* Directions:
If a line in the records contains the string "plank", show that line.

===

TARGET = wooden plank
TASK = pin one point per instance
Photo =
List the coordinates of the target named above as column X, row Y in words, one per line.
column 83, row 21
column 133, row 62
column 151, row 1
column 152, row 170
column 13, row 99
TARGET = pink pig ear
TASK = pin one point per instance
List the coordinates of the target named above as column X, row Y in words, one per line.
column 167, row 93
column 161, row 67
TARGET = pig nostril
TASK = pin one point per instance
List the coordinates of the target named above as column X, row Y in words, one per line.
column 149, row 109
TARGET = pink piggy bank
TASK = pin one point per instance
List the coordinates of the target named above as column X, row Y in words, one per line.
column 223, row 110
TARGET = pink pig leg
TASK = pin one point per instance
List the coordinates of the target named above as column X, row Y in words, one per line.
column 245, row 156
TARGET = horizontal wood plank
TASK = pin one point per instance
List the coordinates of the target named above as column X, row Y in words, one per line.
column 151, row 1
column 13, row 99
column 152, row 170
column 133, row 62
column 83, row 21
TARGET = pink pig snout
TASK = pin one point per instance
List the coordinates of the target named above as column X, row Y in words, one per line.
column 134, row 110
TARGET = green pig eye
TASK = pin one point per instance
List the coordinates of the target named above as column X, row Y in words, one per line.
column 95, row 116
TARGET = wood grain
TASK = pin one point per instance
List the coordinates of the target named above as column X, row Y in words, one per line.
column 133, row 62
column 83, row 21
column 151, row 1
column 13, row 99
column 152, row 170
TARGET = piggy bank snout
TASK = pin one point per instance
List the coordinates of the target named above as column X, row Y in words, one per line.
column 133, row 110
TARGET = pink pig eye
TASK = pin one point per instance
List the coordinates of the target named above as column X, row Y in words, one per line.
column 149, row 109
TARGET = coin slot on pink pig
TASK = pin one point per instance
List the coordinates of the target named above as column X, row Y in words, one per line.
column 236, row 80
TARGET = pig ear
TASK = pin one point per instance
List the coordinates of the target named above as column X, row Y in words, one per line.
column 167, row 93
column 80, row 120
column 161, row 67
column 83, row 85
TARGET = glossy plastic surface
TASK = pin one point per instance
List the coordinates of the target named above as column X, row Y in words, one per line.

===

* Answer to this exercise:
TARGET = wooden plank
TARGET = horizontal wood plank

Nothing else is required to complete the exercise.